## RECORDED INFORMATION
▼
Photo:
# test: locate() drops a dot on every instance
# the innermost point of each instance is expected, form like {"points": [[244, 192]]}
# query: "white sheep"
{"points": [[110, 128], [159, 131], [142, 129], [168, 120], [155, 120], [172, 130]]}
▲
## EXERCISE TASK
Locate each line above that contains the string "points" and reproduce those lines verbatim.

## WRITTEN REPLY
# the innermost point of each instance is expected, form like {"points": [[244, 192]]}
{"points": [[110, 128], [159, 131], [142, 129], [168, 120], [155, 120], [172, 130]]}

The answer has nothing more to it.